▶ [Selected extract]
— start —
Exercise C.1.14
$\star$ By differentiating the entropy function $H(\lambda)$, show that it achieves its maximum value at $\lambda = 1/2$. What is $H(1/2)$?
Phew, it took me a while to figure out that I've forgotten calculus:
$$ H(\lambda) = -\lambda\lg{\lambda} - (1 - \lambda)\lg(1 - \lambda) \\ \begin{aligned} H'(\lambda) &= -\lg{\lambda} - \frac{\lambda 1}{\lambda \ln2} + \lg(1 - \lambda) - \frac{(1-\lambda)}{(1-\lambda)(-1)\ln2} \\ &= \lg\frac{1 - \lambda}{\lambda} - \lg{e} + \lg{e} \\ &= \lg\frac{1 - \lambda}{\lambda} \end{aligned} $$
Let's find a critical point:
$$ H'(\lambda) = 0 \\ \Downarrow \\ \lg\frac{1 - \lambda}{\lambda} = 0 \\ \Downarrow \\ \frac{1-\lambda}{\lambda} = 1 \\ \Downarrow \\ \lambda = 1/2 $$
Because $H'(1/4) = \lg{3} > 0$ and $H'(3/4) = \lg(1/3) < 0$, we know that it is a maxima.
$$ H(1/2) = - \lg(1/2)/2 -\lg(1/2)/2 = - \lg{1/2} = 1 $$
— end —
▶ [Material supplied]
— start —
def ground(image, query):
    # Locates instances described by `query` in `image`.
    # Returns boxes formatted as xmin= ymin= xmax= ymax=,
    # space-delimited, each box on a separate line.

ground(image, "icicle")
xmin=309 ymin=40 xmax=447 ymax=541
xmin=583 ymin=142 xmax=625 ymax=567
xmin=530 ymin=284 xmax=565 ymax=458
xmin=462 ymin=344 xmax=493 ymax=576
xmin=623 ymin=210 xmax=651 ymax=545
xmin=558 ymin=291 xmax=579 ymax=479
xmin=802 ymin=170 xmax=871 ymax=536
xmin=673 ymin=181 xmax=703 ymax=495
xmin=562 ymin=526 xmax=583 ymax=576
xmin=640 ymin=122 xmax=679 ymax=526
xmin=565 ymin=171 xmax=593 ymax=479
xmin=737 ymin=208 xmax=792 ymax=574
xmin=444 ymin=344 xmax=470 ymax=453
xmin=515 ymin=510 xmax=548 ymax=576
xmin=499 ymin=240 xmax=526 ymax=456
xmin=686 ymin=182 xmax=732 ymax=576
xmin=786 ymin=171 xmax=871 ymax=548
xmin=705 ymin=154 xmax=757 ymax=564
— end —
— start —
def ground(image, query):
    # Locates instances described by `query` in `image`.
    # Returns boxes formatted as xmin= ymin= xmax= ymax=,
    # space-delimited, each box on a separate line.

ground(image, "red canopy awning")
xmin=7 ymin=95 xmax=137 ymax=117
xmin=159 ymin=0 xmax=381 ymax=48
— end —
▶ [What to produce]
In the entropy exercise, what value does the worked solution give for H(1/2)? The data play no part in what follows.

▶ [Correct response]
H(1/2) = 1.